• Extracted text
Content starts
I like how your website has some verses that compare the KJV, NKJV and the KJ2000 to each other. At the same time I wish that there could be a way to know about all of the differences between the KJV, NKJV, KJ21, KJ2000, RKJV, KJII and the MKJV. Could you please tell me how I can find and compare these bibles? Thank you for your time and help.

A36 : by Tony Garland

Thanks for your question.

I wish I could provide more in-depth information on how these various revisions of the KJV compare in subtle detail, but the information is difficult to come by—especially for all the versions you mention.

Although I prefer the NKJV as my main English translation,1 I'm not familiar with the details and differences among all the versions that you mention. Other than the NKJV (and the KJV, of course), I also make use of the KJ2000 and MKJV. I know very little about the KJ21 and almost nothing about the RKJV and KJII. (Another excellent English translation worth considering is the LITV by Jay P. Green.)

Perhaps you can find additional information of value at the following website which contains a comprehensive list of English translations: www.geocities.com/bible_translation/english.htm.
Content ends
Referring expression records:
Content starts
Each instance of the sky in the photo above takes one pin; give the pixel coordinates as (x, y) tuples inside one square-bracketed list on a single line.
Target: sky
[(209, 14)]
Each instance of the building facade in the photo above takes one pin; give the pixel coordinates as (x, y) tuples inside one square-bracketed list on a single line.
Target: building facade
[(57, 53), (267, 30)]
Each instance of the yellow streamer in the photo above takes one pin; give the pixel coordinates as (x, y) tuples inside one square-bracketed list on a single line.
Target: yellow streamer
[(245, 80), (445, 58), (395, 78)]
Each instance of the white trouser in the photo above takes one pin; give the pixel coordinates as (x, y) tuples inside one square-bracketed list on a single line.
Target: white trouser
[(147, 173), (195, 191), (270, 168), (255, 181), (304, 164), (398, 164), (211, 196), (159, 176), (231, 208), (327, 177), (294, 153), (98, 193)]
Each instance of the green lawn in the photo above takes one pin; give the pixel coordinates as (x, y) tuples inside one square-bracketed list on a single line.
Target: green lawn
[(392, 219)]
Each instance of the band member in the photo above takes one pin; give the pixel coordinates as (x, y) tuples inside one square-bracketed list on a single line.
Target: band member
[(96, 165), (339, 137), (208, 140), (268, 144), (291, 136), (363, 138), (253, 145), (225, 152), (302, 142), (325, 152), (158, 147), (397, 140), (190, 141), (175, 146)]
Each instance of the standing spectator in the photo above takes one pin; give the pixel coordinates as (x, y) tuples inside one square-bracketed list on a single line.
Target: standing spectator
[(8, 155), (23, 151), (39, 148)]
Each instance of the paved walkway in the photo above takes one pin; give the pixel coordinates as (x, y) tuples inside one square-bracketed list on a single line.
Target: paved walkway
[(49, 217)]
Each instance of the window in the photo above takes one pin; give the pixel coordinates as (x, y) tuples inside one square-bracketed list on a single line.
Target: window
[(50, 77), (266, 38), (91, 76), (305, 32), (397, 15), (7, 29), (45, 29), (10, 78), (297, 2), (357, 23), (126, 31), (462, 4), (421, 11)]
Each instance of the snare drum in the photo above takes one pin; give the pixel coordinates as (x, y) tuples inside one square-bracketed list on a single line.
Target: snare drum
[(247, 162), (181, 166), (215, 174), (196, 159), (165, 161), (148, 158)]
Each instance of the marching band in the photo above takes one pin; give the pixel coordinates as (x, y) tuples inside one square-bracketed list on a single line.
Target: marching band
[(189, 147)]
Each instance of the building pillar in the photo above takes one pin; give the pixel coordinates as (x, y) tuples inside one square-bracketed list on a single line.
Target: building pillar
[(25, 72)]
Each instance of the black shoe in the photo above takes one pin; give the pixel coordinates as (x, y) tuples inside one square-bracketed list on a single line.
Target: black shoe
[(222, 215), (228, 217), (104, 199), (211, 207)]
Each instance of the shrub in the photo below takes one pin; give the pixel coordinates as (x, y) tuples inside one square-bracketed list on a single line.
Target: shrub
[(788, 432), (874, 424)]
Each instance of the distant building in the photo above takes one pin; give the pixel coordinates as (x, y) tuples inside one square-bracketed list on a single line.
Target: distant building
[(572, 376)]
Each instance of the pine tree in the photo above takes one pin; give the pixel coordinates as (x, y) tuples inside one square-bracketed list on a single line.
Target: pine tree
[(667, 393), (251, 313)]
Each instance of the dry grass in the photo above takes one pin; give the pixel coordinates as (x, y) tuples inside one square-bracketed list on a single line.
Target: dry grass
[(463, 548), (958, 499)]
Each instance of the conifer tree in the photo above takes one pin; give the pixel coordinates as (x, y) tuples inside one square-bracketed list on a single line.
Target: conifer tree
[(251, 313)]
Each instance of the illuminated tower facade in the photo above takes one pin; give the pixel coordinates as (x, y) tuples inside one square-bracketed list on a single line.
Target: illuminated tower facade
Content ends
• Questions to answer
• 1. Decide whether each statement agrees with the KJV revisions text, answering yes or no and quoting the deciding words. (a) Tony Garland makes use of the MKJV. (b) Tony Garland knows a great deal about the KJ21. (c) The LITV is by Jay P. Green.
• 2. Please print everything in the KJV revisions text from "A36 : by Tony" down to "Jay P. Green.)".
• 3. Answer these questions from the KJV revisions text.
(a) Which versions do the verses on the website compare?
(b) Which version does Tony Garland prefer as his main English translation?
(c) What does the suggested website contain?
Rely only on the KJV revisions text, not on the records or outside knowledge.

• Responses per task
• 1.
(a) Yes: "I also make use of the KJ2000 and MKJV."
(b) No: "I know very little about the KJ21"
(c) Yes: "the LITV by Jay P. Green"

• 2.
A36 : by Tony Garland

Thanks for your question.

I wish I could provide more in-depth information on how these various revisions of the KJV compare in subtle detail, but the information is difficult to come by—especially for all the versions you mention.

Although I prefer the NKJV as my main English translation,1 I'm not familiar with the details and differences among all the versions that you mention. Other than the NKJV (and the KJV, of course), I also make use of the KJ2000 and MKJV. I know very little about the KJ21 and almost nothing about the RKJV and KJII. (Another excellent English translation worth considering is the LITV by Jay P. Green.)

• 3.
(a) The KJV, NKJV and KJ2000.
(b) The NKJV.
(c) A comprehensive list of English translations.